§ **AVAILABLE RECORDS**
·····

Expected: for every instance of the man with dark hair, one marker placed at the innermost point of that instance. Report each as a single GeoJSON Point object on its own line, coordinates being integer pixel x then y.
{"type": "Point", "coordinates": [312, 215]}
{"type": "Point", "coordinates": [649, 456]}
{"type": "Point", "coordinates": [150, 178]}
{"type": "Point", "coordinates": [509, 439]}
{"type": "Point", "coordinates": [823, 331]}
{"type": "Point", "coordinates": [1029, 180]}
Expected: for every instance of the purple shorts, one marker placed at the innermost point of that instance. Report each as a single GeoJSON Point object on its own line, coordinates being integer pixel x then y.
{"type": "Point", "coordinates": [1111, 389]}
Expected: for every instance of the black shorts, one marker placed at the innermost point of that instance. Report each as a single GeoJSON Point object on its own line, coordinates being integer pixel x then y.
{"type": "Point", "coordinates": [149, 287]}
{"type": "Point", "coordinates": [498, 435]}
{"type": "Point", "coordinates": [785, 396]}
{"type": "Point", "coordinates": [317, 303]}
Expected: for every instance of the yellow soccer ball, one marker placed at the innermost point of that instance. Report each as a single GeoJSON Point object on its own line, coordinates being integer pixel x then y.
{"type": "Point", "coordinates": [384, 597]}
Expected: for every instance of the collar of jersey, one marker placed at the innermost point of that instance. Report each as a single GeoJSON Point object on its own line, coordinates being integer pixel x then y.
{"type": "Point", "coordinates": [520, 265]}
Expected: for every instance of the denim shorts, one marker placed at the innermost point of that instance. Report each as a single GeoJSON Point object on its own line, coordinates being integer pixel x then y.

·····

Reproduce all of the data above, swapping every occurrence of "innermost point" for "central point" and leaving everything else unchanged.

§ **OUTPUT FOR THIS TASK**
Expected: for every instance of the man with dark hair, one marker placed at the central point of that instance. Report each as a single GeoJSON Point object on its own line, coordinates being integer pixel x then y.
{"type": "Point", "coordinates": [312, 215]}
{"type": "Point", "coordinates": [649, 456]}
{"type": "Point", "coordinates": [150, 178]}
{"type": "Point", "coordinates": [509, 439]}
{"type": "Point", "coordinates": [823, 331]}
{"type": "Point", "coordinates": [1029, 180]}
Expected: for every instance of the purple shorts, one marker placed at the central point of that instance. Report each as a single GeoJSON Point object on its own line, coordinates being integer pixel x then y.
{"type": "Point", "coordinates": [1111, 389]}
Expected: for every instance of the black shorts, one marker placed at the central point of that instance. Report each as a single GeoJSON Point object on its own line, coordinates being integer pixel x then y.
{"type": "Point", "coordinates": [149, 287]}
{"type": "Point", "coordinates": [498, 435]}
{"type": "Point", "coordinates": [785, 396]}
{"type": "Point", "coordinates": [317, 303]}
Expected: for every instance of the yellow soccer ball, one marker placed at the central point of that instance. Report each as a single GeoJSON Point object on its own line, coordinates being integer pixel x then y.
{"type": "Point", "coordinates": [384, 597]}
Expected: for every instance of the collar of jersey, one marker placed at the central point of that instance. Report each as a single GeoJSON Point object on its own line, coordinates being integer pixel x then y.
{"type": "Point", "coordinates": [520, 265]}
Expected: for every instance of the denim shorts, one marker placed at the central point of that instance. Report each as a single GeoJSON Point object on its own line, coordinates being integer pixel x then y.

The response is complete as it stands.